**EXERCISE TASKS:**
1. In the letter below, on what day and at what time of day does the writer invite the recipient and his wife to visit?
2. List every person the letter below names in its body, after the salutation.

**PAGE EXTRACT:**
System Number: 06538
Date: 11 November [1868]
Author: Anna Matilda Whistler
Recipient: James H. Gamble
Repository: Glasgow University Library
Call Number: Whistler W532
Document Type: ALS
[embossed monogram:] AMW
2 Lindsey Row
My beloved friend
Your bright coming so early yesterday morning, was all so sudden as to make me forget to ask where in Easton Square to find you. Jemie & I have regretted it, tho he was too worn out after his hard days work to have called, much as he feels the propriety of doing so, upon your lady. I long again to meet your Harriet & to talk to you both of our mutual friends. Suppose if you should be at liberty you both come on friday afternoon, the customary time, for taking tea before the late dinner. My Irish servant only came to take her place today & must go thro a course [p. 2] of instruction ere I can venture to invite you to dine with us, but the afternoon tea is most social & suitable for our freedom to talk. I should not have let a day intervene, but that, if the weather is favorable I promised to go to meet my daughter at her Mamas. I have read the note of my Cousin A Clunie & you shall too, for it is her desire that you should share its disclosures as regards herself. And now how do you suppose I found your address? Why, by taking the nice book you left me, to read this lonely evening, my first leisure - & after scanning the preface I make this little expression of thanks to the dear donor, not knowing what may interfere tomorrow with my doing so, for my time is every bodies, but my own.

**DATA FOR REVIEW:**
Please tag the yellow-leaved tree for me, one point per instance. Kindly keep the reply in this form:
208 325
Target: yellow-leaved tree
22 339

---

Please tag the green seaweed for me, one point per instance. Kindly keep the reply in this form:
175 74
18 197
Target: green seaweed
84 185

**EXERCISE RESPONSES:**
1. Friday afternoon, for tea before the late dinner.

2.
- Jemie
- Harriet
- A Clunie